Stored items
# # # # #

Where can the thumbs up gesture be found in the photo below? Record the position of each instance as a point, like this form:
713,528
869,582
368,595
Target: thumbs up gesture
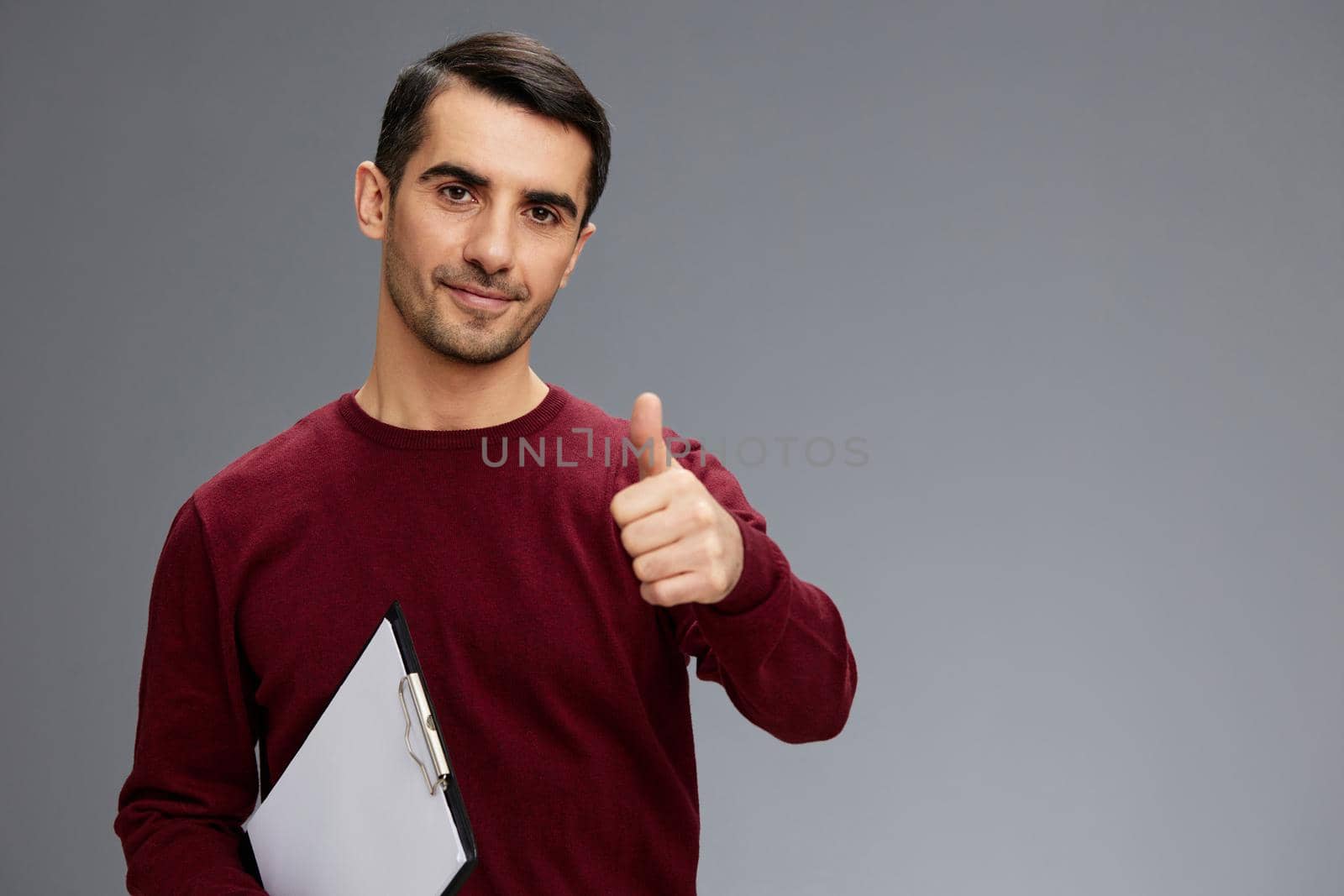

# # # # #

> **Given task**
Set down each of the rows above exactly as they appear, omitting the pictures.

> **Answer to this exercise**
Where can the thumbs up gesture be found in the photo below? Record the position of each instance as a point, like this form:
713,528
869,582
368,595
Target: thumbs up gesture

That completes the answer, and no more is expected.